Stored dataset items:
# # # # # # #

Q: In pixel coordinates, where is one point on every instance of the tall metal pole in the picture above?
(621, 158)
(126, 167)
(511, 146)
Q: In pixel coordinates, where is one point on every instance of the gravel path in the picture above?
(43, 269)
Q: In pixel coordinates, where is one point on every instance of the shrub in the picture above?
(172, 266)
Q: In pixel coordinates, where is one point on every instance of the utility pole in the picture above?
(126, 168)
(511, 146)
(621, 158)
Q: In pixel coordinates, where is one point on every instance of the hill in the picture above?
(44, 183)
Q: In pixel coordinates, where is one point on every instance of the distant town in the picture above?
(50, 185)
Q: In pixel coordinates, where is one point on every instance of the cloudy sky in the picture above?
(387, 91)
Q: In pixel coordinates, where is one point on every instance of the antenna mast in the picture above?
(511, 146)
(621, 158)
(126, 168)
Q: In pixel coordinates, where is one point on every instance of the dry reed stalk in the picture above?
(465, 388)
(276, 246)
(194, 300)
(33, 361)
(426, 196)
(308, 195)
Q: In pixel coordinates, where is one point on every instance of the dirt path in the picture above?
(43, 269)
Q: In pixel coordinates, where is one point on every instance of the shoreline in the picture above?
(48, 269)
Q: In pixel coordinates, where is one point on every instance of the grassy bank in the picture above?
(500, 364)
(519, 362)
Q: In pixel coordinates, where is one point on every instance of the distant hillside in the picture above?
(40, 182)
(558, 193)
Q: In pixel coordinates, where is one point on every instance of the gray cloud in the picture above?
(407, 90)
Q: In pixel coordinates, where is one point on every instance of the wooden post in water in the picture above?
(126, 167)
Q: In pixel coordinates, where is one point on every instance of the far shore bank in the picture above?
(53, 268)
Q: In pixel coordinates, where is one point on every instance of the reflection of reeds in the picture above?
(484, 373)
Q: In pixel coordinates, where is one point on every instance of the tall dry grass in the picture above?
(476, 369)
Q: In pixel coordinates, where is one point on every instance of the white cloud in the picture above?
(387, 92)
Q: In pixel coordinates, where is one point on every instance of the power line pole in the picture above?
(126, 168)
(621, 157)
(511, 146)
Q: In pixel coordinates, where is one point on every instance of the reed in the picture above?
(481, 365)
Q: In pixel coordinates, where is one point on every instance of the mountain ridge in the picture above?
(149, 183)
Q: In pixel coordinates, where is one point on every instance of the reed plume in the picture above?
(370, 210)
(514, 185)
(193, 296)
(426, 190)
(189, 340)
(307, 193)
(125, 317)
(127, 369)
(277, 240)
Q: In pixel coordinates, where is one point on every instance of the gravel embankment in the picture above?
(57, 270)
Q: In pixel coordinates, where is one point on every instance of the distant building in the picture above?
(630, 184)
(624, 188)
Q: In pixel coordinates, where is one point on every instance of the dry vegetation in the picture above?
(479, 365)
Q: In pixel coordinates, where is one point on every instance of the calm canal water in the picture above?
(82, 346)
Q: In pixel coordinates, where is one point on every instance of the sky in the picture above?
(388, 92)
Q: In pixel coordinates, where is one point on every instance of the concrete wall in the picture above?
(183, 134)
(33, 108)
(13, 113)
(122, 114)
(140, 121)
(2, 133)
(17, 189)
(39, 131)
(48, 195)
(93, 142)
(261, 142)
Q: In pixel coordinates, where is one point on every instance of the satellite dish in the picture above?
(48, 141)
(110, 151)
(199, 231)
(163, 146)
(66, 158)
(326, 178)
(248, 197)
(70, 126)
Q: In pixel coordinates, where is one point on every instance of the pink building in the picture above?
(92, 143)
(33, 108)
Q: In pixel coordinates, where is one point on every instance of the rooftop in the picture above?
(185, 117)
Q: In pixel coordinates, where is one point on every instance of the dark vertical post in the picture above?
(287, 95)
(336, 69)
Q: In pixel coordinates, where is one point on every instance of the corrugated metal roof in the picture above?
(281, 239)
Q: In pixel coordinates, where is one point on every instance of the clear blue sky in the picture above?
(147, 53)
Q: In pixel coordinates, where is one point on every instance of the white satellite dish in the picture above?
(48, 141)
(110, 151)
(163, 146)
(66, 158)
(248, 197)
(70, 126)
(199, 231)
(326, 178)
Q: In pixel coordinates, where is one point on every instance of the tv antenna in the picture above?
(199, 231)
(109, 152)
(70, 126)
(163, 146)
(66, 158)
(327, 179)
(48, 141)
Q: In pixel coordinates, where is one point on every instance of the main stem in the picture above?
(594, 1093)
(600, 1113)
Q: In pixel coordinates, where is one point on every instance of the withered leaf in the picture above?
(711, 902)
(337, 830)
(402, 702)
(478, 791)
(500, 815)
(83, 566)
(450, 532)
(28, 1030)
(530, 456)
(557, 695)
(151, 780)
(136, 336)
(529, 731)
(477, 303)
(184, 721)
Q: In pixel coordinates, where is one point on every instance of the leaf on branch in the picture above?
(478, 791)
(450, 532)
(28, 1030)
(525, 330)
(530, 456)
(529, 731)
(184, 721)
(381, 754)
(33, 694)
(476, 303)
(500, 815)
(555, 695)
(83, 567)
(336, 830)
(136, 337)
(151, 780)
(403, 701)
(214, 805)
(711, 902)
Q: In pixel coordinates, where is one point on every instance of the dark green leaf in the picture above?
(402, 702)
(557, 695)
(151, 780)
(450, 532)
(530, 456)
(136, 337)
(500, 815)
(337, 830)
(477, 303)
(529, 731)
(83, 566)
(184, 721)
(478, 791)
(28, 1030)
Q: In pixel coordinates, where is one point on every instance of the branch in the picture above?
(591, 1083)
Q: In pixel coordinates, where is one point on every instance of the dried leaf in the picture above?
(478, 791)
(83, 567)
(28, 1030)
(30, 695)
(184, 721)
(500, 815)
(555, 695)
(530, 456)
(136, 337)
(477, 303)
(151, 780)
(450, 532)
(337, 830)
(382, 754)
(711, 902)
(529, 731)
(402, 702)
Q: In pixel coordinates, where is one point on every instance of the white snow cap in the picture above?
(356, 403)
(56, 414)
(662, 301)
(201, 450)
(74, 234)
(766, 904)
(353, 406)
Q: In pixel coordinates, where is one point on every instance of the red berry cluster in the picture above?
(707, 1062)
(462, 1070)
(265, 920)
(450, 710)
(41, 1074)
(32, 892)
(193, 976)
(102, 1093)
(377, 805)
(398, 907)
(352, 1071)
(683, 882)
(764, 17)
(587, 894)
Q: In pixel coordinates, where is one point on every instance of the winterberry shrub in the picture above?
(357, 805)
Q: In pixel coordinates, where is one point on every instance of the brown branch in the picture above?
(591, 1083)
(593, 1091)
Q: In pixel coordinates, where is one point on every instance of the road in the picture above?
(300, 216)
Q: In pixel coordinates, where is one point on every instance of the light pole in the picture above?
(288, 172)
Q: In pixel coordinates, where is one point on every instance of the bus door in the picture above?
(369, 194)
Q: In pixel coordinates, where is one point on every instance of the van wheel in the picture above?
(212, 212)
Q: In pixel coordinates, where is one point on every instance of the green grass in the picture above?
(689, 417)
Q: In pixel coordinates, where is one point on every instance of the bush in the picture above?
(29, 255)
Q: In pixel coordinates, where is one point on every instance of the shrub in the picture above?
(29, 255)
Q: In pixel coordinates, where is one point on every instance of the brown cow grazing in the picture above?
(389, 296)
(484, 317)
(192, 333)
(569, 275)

# # # # # # #

> **Work request**:
Retype every entry without changing anything.

> **Problem solution**:
Q: In pixel coordinates, where is one point on every instance of the tall metal pole in the picture above?
(621, 158)
(126, 167)
(511, 146)
Q: In pixel coordinates, where is one point on every instance of the gravel path in the picture above?
(43, 269)
Q: In pixel coordinates, where is one point on every instance of the shrub in the picture above?
(172, 266)
Q: In pixel coordinates, where is one point on every instance of the utility pole in the picture above?
(126, 168)
(511, 146)
(621, 158)
Q: In pixel coordinates, where is one point on every instance of the hill in the picture above?
(44, 183)
Q: In pixel coordinates, where is one point on every instance of the distant town in the picture above?
(50, 185)
Q: In pixel coordinates, where is one point on every instance of the cloudy sky in the picture above?
(387, 91)
Q: In pixel coordinates, where is one point on every instance of the antenna mast in the picture above?
(511, 146)
(621, 158)
(126, 168)
Q: In pixel coordinates, where is one point on every instance of the dry reed stalk in the picture above?
(465, 388)
(276, 246)
(194, 300)
(33, 361)
(426, 196)
(308, 195)
Q: In pixel coordinates, where is one point on every instance of the dirt path in the picture above?
(43, 269)
Q: In pixel coordinates, where is one point on every instance of the shoreline in the picture above?
(48, 269)
Q: In pixel coordinates, where is one point on every instance of the grassy bank in the picture above?
(500, 364)
(519, 362)
Q: In pixel coordinates, where is one point on every instance of the distant hillside in the picture above?
(40, 182)
(558, 193)
Q: In pixel coordinates, where is one point on every instance of the gray cloud in the picture above?
(407, 90)
Q: In pixel coordinates, where is one point on every instance of the wooden post in water in the picture above?
(126, 167)
Q: In pixel coordinates, where is one point on every instance of the far shore bank in the picture above?
(53, 268)
Q: In pixel coordinates, where is one point on every instance of the reflection of reeds in the picture above?
(484, 373)
Q: In pixel coordinates, where is one point on every instance of the tall dry grass in the picture above?
(476, 369)
Q: In pixel coordinates, where is one point on every instance of the white cloud in the picture above?
(387, 92)
Q: In pixel coordinates, where is one point on every instance of the power line pole in the picture above?
(126, 168)
(621, 157)
(511, 146)
Q: In pixel coordinates, where is one point on every instance of the reed in the picture above?
(481, 365)
Q: In pixel coordinates, where is one point on every instance of the mountain ridge in the picture above?
(149, 183)
Q: In pixel coordinates, where is one point on every instance of the reed plume in the picture above?
(370, 210)
(514, 185)
(193, 296)
(426, 190)
(189, 340)
(307, 193)
(125, 317)
(127, 369)
(277, 240)
Q: In pixel coordinates, where is one point on every instance of the gravel embankment in the picture above?
(57, 270)
Q: In pixel coordinates, where is one point on every instance of the distant building in the picture above?
(630, 184)
(624, 188)
Q: In pixel coordinates, where is one point on every instance of the dry vegetation in the picture above?
(479, 365)
Q: In pixel coordinates, where is one point on every instance of the calm canal water in the picture above?
(82, 346)
Q: In pixel coordinates, where is one point on every instance of the sky in the picture above?
(388, 92)
Q: In pixel coordinates, where is one point on every instance of the concrete wall in the picture above?
(183, 134)
(33, 108)
(13, 113)
(122, 114)
(140, 121)
(2, 133)
(17, 189)
(39, 131)
(48, 195)
(93, 142)
(261, 142)
Q: In pixel coordinates, where is one point on every instance of the satellite dish in the picture above?
(48, 141)
(110, 151)
(199, 231)
(163, 146)
(66, 158)
(326, 178)
(248, 197)
(70, 126)
Q: In pixel coordinates, where is one point on every instance of the pink building in the picture above?
(92, 143)
(33, 108)
Q: In pixel coordinates, where is one point on every instance of the rooftop in the picture above?
(185, 117)
Q: In pixel coordinates, where is one point on every instance of the dark vertical post in the picture above?
(287, 95)
(336, 69)
Q: In pixel coordinates, where is one point on every instance of the corrugated metal roof in the picture above?
(281, 239)
Q: In pixel coordinates, where is one point on every instance of the clear blue sky in the picture above?
(147, 53)
Q: In pixel coordinates, where is one point on every instance of the white satellite dish in the picture above?
(48, 141)
(110, 151)
(163, 146)
(66, 158)
(248, 197)
(70, 126)
(199, 231)
(326, 178)
Q: In pixel coordinates, where is one point on every instance of the tv antenna in the picture above?
(199, 231)
(109, 152)
(70, 126)
(163, 146)
(66, 158)
(327, 179)
(48, 141)
Q: In pixel coordinates, where is one point on every instance of the main stem in the picture above?
(594, 1093)
(600, 1113)
Q: In pixel coordinates, where is one point on every instance of the withered leaf in the picture above?
(711, 902)
(337, 830)
(402, 702)
(478, 791)
(500, 815)
(83, 566)
(450, 532)
(28, 1030)
(530, 456)
(557, 695)
(151, 780)
(136, 336)
(529, 731)
(477, 303)
(184, 721)
Q: In pixel coordinates, where is one point on every instance of the leaf on branch in the picture above?
(478, 791)
(450, 532)
(28, 1030)
(525, 330)
(530, 456)
(529, 731)
(184, 721)
(381, 754)
(33, 694)
(476, 303)
(500, 815)
(555, 695)
(83, 567)
(336, 830)
(136, 337)
(151, 780)
(403, 701)
(214, 805)
(711, 902)
Q: In pixel coordinates, where is one point on every instance of the dark green leaf in the picture above?
(402, 702)
(557, 695)
(151, 780)
(450, 532)
(530, 456)
(136, 337)
(500, 815)
(337, 830)
(477, 303)
(529, 731)
(83, 566)
(184, 721)
(478, 791)
(28, 1030)
Q: In pixel coordinates, where is one point on every instance of the branch in the picture above?
(591, 1083)
Q: In pixel coordinates, where is one point on every instance of the dried leaf in the picture above?
(478, 791)
(83, 567)
(28, 1030)
(30, 695)
(184, 721)
(500, 815)
(555, 695)
(530, 456)
(136, 337)
(477, 303)
(151, 780)
(450, 532)
(337, 830)
(382, 754)
(711, 902)
(529, 731)
(402, 702)
Q: In pixel coordinates, where is one point on every instance of the white snow cap in the picture above?
(356, 403)
(56, 414)
(662, 301)
(201, 450)
(74, 234)
(766, 904)
(353, 406)
Q: In pixel coordinates, where is one point on every instance of the red berry cluster in the picture above?
(707, 1062)
(462, 1070)
(265, 920)
(450, 710)
(41, 1074)
(32, 892)
(193, 976)
(102, 1093)
(377, 805)
(398, 907)
(352, 1071)
(683, 882)
(764, 17)
(587, 894)
Q: In pixel coordinates, where is one point on every instance of the winterberry shrub in the picture above?
(357, 805)
Q: In pixel coordinates, where is one point on every instance of the brown branch in the picture above?
(591, 1083)
(593, 1091)
Q: In pixel coordinates, where is one point on every instance of the road in the picture above?
(300, 216)
Q: In pixel coordinates, where is one point on every instance of the light pole in the picture above?
(288, 172)
Q: In pixel coordinates, where is one point on every instance of the bus door in the picture above?
(369, 194)
Q: In pixel coordinates, where is one point on every instance of the van wheel in the picture above?
(212, 212)
Q: In pixel coordinates, where is one point on every instance of the green grass in the picture above?
(689, 417)
Q: In pixel coordinates, where is one point on every instance of the bush in the picture above?
(29, 255)
Q: In pixel coordinates, where is one point on every instance of the shrub in the picture above?
(29, 255)
Q: In pixel coordinates, where is one point on every instance of the brown cow grazing in the picture above?
(389, 296)
(484, 317)
(192, 333)
(569, 275)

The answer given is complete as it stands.